# What you need to do
Rewrite the rows as a numbered list, leaving out any blank lines, starting at the line containing "Record the location of each instance of the snow bank" and ending at the line containing "(1138, 622)", with both of those lines included.

**** Data for the task ****

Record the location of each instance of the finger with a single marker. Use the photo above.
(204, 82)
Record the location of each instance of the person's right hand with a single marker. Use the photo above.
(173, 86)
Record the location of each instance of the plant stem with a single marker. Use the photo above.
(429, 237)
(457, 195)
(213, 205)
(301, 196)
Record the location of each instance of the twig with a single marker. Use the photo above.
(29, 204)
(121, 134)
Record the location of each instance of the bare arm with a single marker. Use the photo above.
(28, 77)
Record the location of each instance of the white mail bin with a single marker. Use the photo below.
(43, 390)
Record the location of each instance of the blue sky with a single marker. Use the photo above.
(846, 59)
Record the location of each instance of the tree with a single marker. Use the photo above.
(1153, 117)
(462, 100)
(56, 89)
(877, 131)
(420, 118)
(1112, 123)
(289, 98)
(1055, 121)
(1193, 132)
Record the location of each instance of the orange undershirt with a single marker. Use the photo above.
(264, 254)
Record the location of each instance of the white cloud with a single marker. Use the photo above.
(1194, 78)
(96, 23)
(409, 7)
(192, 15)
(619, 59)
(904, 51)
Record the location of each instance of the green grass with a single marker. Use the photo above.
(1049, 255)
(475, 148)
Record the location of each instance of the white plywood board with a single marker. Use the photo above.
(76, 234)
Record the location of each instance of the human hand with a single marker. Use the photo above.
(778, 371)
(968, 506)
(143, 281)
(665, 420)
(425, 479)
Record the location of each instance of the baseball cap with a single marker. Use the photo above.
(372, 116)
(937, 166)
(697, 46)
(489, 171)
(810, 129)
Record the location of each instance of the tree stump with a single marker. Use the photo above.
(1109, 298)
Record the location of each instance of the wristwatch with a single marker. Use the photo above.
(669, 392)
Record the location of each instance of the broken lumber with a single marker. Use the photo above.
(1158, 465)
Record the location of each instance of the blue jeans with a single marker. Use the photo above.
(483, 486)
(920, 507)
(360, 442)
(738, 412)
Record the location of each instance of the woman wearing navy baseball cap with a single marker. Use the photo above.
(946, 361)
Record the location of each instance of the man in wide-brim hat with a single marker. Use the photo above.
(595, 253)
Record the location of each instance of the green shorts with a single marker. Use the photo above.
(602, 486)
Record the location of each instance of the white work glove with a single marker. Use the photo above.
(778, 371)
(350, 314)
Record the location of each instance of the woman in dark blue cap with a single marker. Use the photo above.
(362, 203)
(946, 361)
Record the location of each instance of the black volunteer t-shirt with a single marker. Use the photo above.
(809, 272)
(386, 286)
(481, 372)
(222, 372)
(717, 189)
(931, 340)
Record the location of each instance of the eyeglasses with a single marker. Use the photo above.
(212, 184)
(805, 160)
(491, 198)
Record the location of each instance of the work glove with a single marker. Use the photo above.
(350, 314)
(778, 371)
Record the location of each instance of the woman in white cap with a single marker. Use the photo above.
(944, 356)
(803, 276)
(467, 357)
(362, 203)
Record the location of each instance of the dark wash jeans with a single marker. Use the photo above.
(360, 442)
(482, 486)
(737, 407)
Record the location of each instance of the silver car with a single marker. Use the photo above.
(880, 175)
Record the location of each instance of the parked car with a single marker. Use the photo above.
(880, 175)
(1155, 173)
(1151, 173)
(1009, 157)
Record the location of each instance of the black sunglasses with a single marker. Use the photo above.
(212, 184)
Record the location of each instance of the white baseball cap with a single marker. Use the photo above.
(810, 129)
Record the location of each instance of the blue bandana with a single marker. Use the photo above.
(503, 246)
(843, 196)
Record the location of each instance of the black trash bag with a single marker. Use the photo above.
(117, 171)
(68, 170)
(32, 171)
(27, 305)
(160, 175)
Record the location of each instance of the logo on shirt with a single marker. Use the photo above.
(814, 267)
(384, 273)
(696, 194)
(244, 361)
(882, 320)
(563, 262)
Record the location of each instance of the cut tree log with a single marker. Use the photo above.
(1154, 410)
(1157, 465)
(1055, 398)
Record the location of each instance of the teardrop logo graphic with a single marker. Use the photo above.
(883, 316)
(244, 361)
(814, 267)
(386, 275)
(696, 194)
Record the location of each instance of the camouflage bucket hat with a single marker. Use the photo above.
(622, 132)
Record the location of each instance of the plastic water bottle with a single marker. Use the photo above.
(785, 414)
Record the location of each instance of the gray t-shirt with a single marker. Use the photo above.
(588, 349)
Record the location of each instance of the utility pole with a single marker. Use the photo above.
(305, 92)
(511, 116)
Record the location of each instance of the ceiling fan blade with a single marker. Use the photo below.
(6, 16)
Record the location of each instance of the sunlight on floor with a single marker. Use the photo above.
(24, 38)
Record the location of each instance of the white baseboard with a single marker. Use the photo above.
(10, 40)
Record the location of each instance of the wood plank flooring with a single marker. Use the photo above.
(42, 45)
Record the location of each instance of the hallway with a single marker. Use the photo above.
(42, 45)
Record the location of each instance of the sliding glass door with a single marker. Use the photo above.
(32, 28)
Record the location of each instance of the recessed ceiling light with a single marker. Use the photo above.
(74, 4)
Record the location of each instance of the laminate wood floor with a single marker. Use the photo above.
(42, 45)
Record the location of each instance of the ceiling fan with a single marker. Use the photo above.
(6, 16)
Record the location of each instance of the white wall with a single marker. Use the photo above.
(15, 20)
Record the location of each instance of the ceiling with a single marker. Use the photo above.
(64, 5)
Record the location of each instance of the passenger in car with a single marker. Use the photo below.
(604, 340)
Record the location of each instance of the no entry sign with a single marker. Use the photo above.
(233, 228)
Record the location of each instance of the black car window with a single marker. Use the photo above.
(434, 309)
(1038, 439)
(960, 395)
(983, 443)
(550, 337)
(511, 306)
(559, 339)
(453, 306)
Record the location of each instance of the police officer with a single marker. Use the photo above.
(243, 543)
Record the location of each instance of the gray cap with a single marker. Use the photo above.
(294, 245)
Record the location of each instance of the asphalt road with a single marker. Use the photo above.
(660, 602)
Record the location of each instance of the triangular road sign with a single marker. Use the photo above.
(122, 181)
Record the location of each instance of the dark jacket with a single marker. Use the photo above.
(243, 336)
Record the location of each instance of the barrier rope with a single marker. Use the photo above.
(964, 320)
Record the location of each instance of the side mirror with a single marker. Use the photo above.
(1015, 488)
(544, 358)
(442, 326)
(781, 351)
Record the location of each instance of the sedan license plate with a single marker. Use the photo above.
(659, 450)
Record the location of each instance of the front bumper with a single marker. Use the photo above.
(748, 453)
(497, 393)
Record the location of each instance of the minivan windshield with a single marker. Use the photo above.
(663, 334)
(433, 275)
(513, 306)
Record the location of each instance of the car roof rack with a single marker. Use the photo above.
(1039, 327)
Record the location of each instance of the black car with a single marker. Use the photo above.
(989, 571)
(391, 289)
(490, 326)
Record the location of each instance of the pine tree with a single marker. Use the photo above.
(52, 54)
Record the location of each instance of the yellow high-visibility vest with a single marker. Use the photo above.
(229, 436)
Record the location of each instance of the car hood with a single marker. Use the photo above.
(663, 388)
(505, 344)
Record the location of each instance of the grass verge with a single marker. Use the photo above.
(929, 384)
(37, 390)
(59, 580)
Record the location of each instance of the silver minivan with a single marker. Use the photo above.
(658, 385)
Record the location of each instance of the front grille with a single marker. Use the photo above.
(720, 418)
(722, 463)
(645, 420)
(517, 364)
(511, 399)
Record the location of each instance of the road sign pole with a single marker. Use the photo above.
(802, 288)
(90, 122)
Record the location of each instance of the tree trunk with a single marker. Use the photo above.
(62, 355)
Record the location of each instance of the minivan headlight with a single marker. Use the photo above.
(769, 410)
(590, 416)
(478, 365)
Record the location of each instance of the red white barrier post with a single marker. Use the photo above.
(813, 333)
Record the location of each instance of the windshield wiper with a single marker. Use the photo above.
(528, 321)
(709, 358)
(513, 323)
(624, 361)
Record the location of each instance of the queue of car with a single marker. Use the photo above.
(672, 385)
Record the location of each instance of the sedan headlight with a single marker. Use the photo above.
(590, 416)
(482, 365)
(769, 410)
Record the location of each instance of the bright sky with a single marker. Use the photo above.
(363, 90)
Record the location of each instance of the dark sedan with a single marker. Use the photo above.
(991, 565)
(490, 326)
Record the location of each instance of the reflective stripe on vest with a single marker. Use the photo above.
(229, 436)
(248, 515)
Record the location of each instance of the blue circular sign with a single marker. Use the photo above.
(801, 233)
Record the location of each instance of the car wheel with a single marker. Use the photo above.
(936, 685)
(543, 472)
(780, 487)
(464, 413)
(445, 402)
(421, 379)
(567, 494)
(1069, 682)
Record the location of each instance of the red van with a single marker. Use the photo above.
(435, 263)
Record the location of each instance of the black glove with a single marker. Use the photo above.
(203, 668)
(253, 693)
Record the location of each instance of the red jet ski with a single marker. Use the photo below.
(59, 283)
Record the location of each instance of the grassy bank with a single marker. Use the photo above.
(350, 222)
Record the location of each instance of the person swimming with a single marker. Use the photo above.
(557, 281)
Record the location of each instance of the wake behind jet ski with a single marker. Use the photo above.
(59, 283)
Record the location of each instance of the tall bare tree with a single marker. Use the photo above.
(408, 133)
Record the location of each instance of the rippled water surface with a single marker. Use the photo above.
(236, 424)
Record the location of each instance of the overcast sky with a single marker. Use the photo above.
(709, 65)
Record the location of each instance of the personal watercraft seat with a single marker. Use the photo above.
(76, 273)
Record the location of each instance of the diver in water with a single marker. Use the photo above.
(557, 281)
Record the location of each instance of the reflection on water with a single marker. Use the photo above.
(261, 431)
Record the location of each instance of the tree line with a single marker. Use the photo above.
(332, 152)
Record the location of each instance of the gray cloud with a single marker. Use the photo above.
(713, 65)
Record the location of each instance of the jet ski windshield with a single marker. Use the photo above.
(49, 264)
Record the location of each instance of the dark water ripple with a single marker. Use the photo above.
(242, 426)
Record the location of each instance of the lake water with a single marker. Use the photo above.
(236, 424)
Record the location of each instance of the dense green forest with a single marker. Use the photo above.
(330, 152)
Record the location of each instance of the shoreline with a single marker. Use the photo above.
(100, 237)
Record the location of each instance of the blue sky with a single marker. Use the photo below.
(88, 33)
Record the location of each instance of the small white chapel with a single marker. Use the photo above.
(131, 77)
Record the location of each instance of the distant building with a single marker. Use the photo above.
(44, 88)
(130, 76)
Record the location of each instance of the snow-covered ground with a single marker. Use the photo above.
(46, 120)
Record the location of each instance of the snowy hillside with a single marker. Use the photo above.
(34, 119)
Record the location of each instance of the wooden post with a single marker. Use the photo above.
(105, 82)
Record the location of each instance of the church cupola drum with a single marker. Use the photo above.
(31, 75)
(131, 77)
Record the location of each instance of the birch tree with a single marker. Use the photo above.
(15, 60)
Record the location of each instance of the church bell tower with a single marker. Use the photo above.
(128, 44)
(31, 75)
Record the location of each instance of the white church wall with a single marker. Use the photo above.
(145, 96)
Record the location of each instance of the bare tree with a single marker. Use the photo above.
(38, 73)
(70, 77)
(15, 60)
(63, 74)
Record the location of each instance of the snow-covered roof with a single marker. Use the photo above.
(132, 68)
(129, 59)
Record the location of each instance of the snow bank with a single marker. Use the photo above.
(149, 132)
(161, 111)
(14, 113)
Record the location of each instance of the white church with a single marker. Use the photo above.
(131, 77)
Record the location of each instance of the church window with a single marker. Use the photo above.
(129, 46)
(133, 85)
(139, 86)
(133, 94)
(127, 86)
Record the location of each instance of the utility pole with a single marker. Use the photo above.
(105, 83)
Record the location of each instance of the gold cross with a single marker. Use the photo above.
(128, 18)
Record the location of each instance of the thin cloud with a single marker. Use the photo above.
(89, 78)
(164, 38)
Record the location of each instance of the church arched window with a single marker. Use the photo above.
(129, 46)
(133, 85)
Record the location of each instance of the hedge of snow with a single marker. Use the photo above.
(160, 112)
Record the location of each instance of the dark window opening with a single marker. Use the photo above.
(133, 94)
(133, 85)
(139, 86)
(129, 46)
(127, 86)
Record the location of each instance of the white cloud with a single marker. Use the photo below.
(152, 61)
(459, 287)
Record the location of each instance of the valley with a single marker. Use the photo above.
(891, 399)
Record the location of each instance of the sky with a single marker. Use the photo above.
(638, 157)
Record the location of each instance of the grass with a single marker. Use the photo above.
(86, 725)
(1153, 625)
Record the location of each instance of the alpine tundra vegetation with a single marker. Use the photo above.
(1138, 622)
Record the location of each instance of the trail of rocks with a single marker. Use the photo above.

****

# Written answer
1. Record the location of each instance of the snow bank with a single marker. Use the photo above.
2. (149, 132)
3. (161, 111)
4. (14, 113)
5. Record the location of each instance of the white church with a single marker. Use the photo above.
6. (131, 77)
7. Record the location of each instance of the church window with a single marker. Use the photo above.
8. (129, 46)
9. (133, 85)
10. (139, 86)
11. (133, 94)
12. (127, 86)
13. Record the location of each instance of the utility pole with a single marker. Use the photo above.
14. (105, 83)
15. Record the location of each instance of the gold cross with a single marker. Use the photo above.
16. (128, 18)
17. Record the location of each instance of the thin cloud with a single marker. Use the photo above.
18. (89, 78)
19. (164, 38)
20. Record the location of each instance of the church arched window with a single marker. Use the photo above.
21. (129, 46)
22. (133, 85)
23. Record the location of each instance of the hedge of snow with a single marker. Use the photo above.
24. (160, 112)
25. Record the location of each instance of the dark window opening with a single marker. Use the photo above.
26. (133, 94)
27. (133, 85)
28. (139, 86)
29. (129, 46)
30. (127, 86)
31. Record the location of each instance of the white cloud with a single marker. Use the photo below.
32. (152, 61)
33. (459, 287)
34. Record the location of each instance of the valley with a single marker. Use the photo above.
35. (891, 399)
36. Record the location of each instance of the sky with a single marker. Use the photo above.
37. (638, 157)
38. Record the location of each instance of the grass with a single marker. Use the photo above.
39. (86, 725)
40. (1153, 625)
41. Record the location of each instance of the alpine tundra vegetation with a single marker. Use the photo above.
42. (1138, 622)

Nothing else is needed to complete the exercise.